== Given exercise A ==
In the records below, repeat the lines starting at the one containing "Where is the narrow" and ending at the one containing "(0, 182), (487, 748)", including both.

___ Selected extract ___

Futures traders quickly pushed oil down by almost 80 cents a barrel in a knee-jerk reaction. But almost as quickly, oil bounced back as traders realized Iraq won’t be selling any for a month or more at a time when world demand remains strong.
“People are saying that’s the bad news out of the way - let’s buy it,” said Lindsay Horn, executive director of energy derivatives for Lehman Brothers in London.
On the New York Mercantile Exchange, light sweet crude for June delivery shot up $1.84 to close at $22.48 a barrel.
For OPEC, the timing of the Iraqi deal was good. Not only is the market full of buyers after a cold winter that depleted petroleum stockpiles, but oil ministers are scheduled to meet in Vienna in two weeks.
Earlier, there had been talk of an emergency OPEC session to discuss production cuts when Iraq returns, but now, there’s no emergency in sight. OPEC declined comment Monday as prices soared.
“If you look at the supply and demand situation, demand’s pretty good,” said Victor Yu, a vice president at the commodities trading company Refco Inc. in New York. “They shouldn’t have any problem taking this Iraqi crude.”
When Iraq was knocked out of the market by U.N. sanctions nearly six years ago, other members of OPEC got a bit of a free ride as they pumped more oil to make up for a global shortage.
In the month before the invasion of Kuwait, Iraq produced 3.4 million barrels a day, a number that has now fallen to 400,000 barrels a day, mainly for domestic consumption. The U.N. deal could lead to Iraq producing and exporting an extra 650,000 barrels a day.
With Iraq out, Saudi Arabia was the big winner, increasing production to 8 million barrels a day from about 5.45 million, but others also boosted output.
Although traders were caught off guard by Monday’s big rally, Horn at Lehman Brothers cautioned that eventually Iraqi sales will have a negative impact.
“If you assume this is the beginning of the end of Iraqi sanctions - Iraq is the second-largest producer in the world,” Horn said. “If Iraq comes back, Iraq ain’t sticking to OPEC quotas.”

___ Excerpted data ___

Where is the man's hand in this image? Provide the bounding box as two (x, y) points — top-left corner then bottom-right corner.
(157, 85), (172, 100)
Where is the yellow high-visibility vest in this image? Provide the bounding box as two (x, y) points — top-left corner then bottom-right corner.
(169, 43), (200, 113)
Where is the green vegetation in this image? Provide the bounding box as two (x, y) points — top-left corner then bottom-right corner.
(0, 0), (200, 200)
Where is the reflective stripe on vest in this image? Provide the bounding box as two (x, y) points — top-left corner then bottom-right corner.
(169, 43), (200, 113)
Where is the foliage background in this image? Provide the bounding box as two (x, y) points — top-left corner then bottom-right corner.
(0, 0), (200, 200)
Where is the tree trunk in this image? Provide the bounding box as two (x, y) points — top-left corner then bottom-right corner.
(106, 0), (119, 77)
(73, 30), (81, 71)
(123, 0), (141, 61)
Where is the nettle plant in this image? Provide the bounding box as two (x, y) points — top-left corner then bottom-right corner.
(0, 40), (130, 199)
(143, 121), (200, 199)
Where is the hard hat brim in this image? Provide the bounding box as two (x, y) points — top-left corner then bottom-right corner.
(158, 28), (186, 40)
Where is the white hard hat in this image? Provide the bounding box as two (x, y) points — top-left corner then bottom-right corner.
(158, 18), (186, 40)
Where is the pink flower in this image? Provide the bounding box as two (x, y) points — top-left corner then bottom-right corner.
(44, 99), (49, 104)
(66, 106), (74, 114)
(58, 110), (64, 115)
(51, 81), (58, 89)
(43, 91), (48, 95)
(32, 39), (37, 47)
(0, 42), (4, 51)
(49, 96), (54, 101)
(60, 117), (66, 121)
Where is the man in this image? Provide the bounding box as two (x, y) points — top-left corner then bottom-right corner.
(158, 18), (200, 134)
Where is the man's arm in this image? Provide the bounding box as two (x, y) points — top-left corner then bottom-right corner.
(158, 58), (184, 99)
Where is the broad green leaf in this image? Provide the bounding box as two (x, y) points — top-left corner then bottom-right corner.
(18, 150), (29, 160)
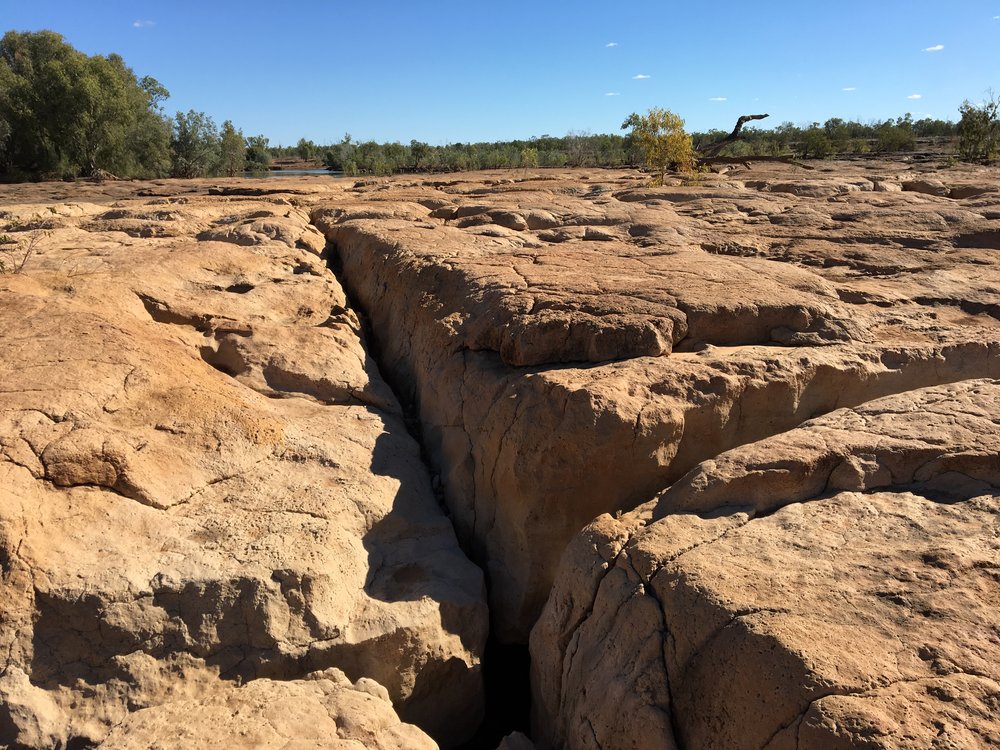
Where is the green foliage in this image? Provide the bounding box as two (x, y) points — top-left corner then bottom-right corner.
(295, 138), (316, 161)
(0, 31), (169, 177)
(246, 135), (271, 172)
(798, 124), (834, 159)
(875, 112), (917, 153)
(170, 109), (222, 177)
(958, 95), (1000, 162)
(219, 120), (247, 177)
(622, 107), (694, 185)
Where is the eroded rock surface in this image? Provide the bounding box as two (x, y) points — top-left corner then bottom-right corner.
(0, 183), (487, 747)
(531, 380), (1000, 750)
(312, 163), (1000, 641)
(99, 669), (438, 750)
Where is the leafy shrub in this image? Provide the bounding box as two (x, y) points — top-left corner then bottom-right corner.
(622, 107), (695, 185)
(958, 95), (1000, 162)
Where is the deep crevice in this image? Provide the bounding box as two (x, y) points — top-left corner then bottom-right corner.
(322, 235), (531, 750)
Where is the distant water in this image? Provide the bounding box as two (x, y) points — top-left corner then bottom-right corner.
(243, 169), (344, 178)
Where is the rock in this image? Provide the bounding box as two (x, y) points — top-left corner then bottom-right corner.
(99, 669), (437, 750)
(497, 732), (535, 750)
(531, 380), (1000, 748)
(0, 186), (487, 748)
(312, 160), (1000, 641)
(903, 179), (951, 198)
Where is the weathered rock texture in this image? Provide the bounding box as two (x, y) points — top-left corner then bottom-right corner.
(0, 183), (487, 747)
(100, 669), (437, 750)
(0, 162), (1000, 750)
(531, 380), (1000, 750)
(312, 164), (1000, 641)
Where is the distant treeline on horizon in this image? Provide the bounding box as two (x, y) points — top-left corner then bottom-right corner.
(0, 31), (984, 181)
(280, 114), (958, 175)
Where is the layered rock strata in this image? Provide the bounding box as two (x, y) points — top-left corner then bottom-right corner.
(0, 183), (487, 747)
(312, 164), (1000, 641)
(531, 380), (1000, 750)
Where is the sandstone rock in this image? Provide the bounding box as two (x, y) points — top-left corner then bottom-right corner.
(99, 669), (437, 750)
(903, 179), (951, 198)
(0, 179), (487, 747)
(497, 732), (535, 750)
(312, 165), (1000, 640)
(531, 381), (1000, 748)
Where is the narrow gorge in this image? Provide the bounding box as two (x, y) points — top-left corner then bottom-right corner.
(0, 161), (1000, 750)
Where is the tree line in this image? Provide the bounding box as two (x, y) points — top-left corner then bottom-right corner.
(0, 31), (1000, 180)
(0, 31), (271, 180)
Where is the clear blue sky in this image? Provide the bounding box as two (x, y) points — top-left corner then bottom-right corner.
(0, 0), (1000, 145)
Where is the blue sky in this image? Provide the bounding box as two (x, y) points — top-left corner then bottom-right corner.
(0, 0), (1000, 145)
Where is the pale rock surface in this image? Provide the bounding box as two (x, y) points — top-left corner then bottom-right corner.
(98, 669), (438, 750)
(312, 161), (1000, 642)
(531, 380), (1000, 750)
(0, 182), (487, 748)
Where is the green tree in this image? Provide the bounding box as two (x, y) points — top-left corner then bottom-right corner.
(295, 138), (316, 161)
(798, 123), (833, 159)
(622, 107), (694, 185)
(0, 31), (169, 177)
(219, 120), (247, 177)
(246, 135), (271, 172)
(958, 94), (1000, 162)
(170, 109), (221, 177)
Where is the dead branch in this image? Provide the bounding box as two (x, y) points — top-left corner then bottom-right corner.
(697, 156), (815, 169)
(695, 115), (770, 157)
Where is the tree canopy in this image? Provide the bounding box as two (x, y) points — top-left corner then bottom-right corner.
(0, 31), (170, 176)
(622, 107), (694, 185)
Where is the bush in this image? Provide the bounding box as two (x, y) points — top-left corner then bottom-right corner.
(958, 95), (1000, 162)
(798, 125), (833, 159)
(622, 107), (694, 185)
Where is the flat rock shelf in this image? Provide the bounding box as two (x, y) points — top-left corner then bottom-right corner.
(0, 160), (1000, 750)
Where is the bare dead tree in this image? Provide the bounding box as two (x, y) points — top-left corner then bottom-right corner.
(695, 114), (770, 158)
(695, 114), (812, 169)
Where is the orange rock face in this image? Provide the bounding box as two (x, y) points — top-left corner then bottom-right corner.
(0, 161), (1000, 750)
(0, 179), (487, 747)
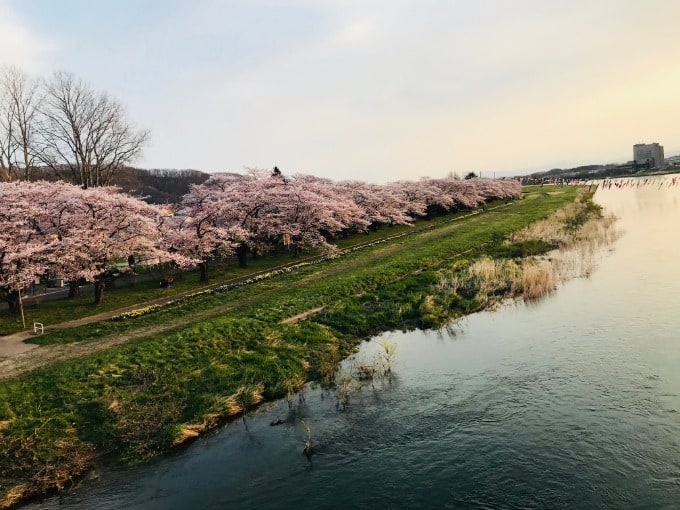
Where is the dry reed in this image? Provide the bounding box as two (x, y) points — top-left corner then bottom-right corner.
(437, 193), (621, 307)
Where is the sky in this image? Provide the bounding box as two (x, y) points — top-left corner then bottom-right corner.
(0, 0), (680, 183)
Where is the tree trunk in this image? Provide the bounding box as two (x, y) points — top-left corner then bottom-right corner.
(236, 244), (248, 267)
(68, 280), (80, 298)
(7, 290), (21, 316)
(94, 280), (106, 305)
(198, 260), (208, 283)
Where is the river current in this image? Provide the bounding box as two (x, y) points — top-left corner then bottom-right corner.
(29, 178), (680, 510)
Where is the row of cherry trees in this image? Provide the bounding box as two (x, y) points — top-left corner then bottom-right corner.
(0, 169), (520, 308)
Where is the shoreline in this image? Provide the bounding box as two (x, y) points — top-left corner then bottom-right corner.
(0, 186), (604, 508)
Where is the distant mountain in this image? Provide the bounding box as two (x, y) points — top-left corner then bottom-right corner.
(33, 167), (210, 204)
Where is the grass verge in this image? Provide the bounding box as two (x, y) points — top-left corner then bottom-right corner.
(0, 187), (608, 506)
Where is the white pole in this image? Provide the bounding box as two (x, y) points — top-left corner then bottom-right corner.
(19, 289), (26, 329)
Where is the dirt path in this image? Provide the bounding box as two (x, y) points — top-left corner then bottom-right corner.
(0, 205), (503, 380)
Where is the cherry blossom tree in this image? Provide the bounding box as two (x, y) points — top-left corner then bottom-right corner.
(0, 181), (191, 304)
(169, 179), (248, 283)
(0, 182), (47, 313)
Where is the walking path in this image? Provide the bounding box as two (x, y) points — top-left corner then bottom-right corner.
(0, 204), (509, 366)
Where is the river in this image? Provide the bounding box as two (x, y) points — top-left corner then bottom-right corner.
(29, 178), (680, 509)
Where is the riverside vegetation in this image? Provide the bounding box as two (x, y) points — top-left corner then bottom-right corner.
(0, 187), (614, 507)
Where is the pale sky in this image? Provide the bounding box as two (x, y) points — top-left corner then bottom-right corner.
(0, 0), (680, 182)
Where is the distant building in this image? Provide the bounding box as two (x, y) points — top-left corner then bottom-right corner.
(633, 143), (665, 168)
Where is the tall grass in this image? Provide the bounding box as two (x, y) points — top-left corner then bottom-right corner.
(437, 188), (621, 307)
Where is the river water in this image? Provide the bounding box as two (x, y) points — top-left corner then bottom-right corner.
(30, 179), (680, 509)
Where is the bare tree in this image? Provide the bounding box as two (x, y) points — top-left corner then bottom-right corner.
(0, 67), (41, 181)
(42, 72), (149, 188)
(0, 68), (17, 181)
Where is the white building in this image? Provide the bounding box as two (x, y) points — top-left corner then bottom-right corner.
(633, 142), (664, 168)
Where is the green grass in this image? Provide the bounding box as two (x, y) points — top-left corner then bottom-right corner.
(0, 187), (576, 508)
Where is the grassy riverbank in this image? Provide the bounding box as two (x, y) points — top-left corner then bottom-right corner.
(0, 187), (598, 507)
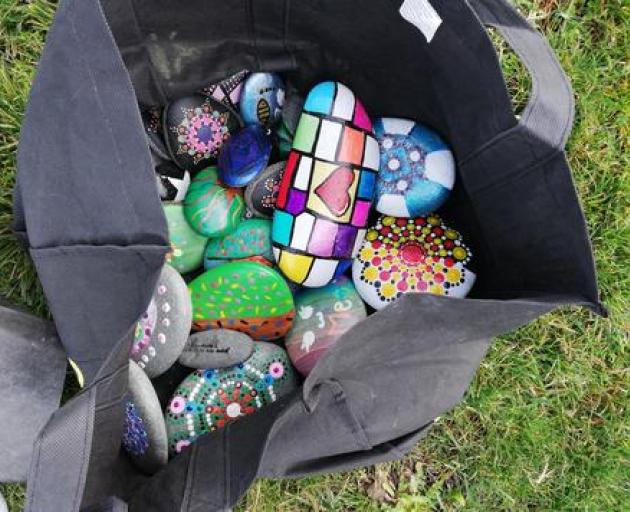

___

== Given exercise B ==
In the oil price report, rewrite the passage starting at "On the New York" and ending at "in two weeks.", replacing "Vienna" with "Geneva".

== Complete response A ==
Where is the narrow gorge in this image? Provide the bounding box as two (x, y) points — top-left corner then bottom-right corner.
(0, 161), (1000, 750)
Where is the tree line in this image? Provide the bounding box as two (x, y) points — top-left corner then bottom-right corner.
(0, 31), (1000, 180)
(0, 31), (271, 180)
Where is the clear blue sky in this image? Provide the bounding box as two (x, y) points — top-left corner then bottom-right corner.
(0, 0), (1000, 145)
Where is the blue sky in this image? Provide the bounding box as two (x, y) points — top-left corner then bottom-right corner.
(0, 0), (1000, 145)
Where is the pale rock surface in this image? Provide the bounding box as two (x, y) points — top-left corner then bottom-right corner.
(98, 669), (438, 750)
(312, 161), (1000, 642)
(531, 380), (1000, 750)
(0, 182), (487, 748)

== Complete response B ==
On the New York Mercantile Exchange, light sweet crude for June delivery shot up $1.84 to close at $22.48 a barrel.
For OPEC, the timing of the Iraqi deal was good. Not only is the market full of buyers after a cold winter that depleted petroleum stockpiles, but oil ministers are scheduled to meet in Geneva in two weeks.